(Source text begins)

Rush Limbaugh: Media exaggerates Japan disaster
WASHINGTON – Right-wing US radio host Rush Limbaugh said on his show Wednesday that the media is overplaying the nuclear crisis in Japan after last week’s 9.0-magnitude earthquake and tsunami.
“We have all these people on the media who we’ve never heard of, never heard from ever before, making calls to evacuate,” Limbaugh said on his show on Premiere Radio Networks.
He singled out a European Union organization for criticism, saying it was exaggerating the situation in Japan, where Friday’s quake and tsunami have left thousands dead or missing, and touched off a nuclear crisis.
“Something called the EU energy agent is saying all this is uncontrollable.
“We had a panic story yesterday that one of the reactors was in the process of meltdown, and it was so bad all the workers had been sent out.
“Then we realized it was an error in translation — they were just temporarily dispatched and were sent back in,” he said.
The host of what is said to be the most listened-to radio show in America compared the disaster in Japan to the BP oil spill in the Gulf of Mexico, which he also insisted was not as bad as media reports said it was.

(Source text ends)

* Work to complete
Carry on the news story about Rush Limbaugh's remarks on the Japan disaster coverage, starting after its final sentence. The records that come next are separate material, unrelated to the news story about Rush Limbaugh.

(Material shown begins)

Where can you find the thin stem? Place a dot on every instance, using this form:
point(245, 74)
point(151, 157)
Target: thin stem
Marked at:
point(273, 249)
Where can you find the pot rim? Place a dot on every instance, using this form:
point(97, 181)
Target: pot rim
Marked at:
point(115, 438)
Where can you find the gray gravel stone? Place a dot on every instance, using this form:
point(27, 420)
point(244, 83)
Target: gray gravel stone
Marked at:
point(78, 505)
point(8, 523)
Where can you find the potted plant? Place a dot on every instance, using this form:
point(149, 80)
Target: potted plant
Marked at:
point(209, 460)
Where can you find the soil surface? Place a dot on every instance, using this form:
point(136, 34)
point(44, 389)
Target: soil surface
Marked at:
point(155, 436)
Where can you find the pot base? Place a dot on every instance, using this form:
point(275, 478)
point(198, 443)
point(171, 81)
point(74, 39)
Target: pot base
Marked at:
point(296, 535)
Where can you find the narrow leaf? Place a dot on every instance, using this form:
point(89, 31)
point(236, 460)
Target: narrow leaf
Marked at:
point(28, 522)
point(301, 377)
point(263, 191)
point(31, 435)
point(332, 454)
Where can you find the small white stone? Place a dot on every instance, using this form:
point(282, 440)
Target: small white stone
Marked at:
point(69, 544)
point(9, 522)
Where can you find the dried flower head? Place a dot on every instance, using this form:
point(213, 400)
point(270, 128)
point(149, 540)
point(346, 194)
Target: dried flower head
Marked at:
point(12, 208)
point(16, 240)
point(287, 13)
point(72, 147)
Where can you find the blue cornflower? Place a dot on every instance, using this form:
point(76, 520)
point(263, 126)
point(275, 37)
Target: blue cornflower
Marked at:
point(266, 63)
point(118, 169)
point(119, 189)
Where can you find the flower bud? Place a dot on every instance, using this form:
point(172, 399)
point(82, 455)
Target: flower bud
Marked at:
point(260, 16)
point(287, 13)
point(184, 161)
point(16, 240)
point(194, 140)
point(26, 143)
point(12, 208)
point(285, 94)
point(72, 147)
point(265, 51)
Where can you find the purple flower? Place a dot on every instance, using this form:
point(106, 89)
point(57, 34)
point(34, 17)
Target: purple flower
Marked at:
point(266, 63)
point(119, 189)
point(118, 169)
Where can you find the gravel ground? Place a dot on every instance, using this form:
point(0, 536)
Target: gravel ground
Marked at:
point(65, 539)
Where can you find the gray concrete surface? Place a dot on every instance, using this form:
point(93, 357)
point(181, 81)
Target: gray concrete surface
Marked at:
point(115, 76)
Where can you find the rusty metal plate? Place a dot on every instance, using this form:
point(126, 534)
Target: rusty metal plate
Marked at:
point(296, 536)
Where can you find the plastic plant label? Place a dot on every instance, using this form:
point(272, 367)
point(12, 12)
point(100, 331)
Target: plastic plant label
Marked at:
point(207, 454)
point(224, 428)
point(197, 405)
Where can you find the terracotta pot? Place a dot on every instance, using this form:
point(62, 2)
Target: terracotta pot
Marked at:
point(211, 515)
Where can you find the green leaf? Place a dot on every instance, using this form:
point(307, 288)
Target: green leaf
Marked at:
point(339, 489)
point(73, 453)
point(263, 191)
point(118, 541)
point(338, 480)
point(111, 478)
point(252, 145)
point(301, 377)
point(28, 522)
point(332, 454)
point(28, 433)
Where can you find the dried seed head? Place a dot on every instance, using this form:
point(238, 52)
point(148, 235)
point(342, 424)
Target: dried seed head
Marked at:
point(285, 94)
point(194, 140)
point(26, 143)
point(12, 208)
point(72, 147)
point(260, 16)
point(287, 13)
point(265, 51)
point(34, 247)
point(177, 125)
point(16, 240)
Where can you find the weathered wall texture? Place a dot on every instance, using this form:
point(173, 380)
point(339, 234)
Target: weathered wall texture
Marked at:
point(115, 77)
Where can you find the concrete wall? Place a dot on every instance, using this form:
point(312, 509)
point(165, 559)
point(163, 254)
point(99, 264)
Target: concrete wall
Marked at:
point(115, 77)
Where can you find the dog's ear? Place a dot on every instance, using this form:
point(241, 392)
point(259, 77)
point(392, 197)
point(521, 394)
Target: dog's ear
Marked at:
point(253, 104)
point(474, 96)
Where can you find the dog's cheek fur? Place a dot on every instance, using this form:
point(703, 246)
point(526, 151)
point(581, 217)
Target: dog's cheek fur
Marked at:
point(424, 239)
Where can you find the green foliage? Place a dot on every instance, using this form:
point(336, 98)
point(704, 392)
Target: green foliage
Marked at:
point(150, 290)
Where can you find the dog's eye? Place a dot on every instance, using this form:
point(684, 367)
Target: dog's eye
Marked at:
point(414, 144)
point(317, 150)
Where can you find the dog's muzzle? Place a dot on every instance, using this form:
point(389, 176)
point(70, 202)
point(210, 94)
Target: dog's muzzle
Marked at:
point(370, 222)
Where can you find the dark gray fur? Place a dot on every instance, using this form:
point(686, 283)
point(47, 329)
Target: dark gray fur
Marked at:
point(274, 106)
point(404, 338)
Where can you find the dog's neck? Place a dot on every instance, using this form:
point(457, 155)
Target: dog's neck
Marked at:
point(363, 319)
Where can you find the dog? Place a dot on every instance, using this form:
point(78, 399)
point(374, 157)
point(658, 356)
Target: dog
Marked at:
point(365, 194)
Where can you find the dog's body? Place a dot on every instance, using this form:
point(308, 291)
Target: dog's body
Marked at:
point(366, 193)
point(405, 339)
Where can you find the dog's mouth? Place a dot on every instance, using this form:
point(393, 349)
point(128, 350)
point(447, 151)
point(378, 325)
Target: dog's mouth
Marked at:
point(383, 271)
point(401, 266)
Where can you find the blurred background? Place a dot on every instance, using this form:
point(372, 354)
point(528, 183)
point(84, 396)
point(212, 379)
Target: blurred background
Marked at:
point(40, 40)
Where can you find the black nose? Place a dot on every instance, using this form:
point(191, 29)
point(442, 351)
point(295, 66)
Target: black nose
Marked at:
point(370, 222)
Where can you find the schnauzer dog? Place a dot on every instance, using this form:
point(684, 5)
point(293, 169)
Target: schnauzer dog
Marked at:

(Material shown ends)

* Reply to the exercise
“Let’s go back to the BP oil spill. Do you remember at the end of it all they couldn’t find very much oil, and yet it was the worst disaster ever?
“It wasn’t the catastrophe it was portrayed to be,” he said, saying that he has had “emails from people who are living in Tokyo, saying ‘Yeah, we’re playing golf today, people are going about their business and living.’
“The reports are this country’s on the verge of sinking, the whole country, the whole island is on the verge of disappearing.
“Remember the BP oil spill, the worst oil spill ever except there wasn’t any oil,” he said.
Eleven rig workers died when a BP-leased rig exploded some 50 miles (80 kilometers) off the coast of Louisiana in April last year, sending a record 4.9 million barrels of toxic crude spewing into the Gulf.
It took three months to cap the well, while leaking oil tainted marshlands, brought a halt to commercial fishing and shrimping in large areas of the Gulf, and crippled tourism.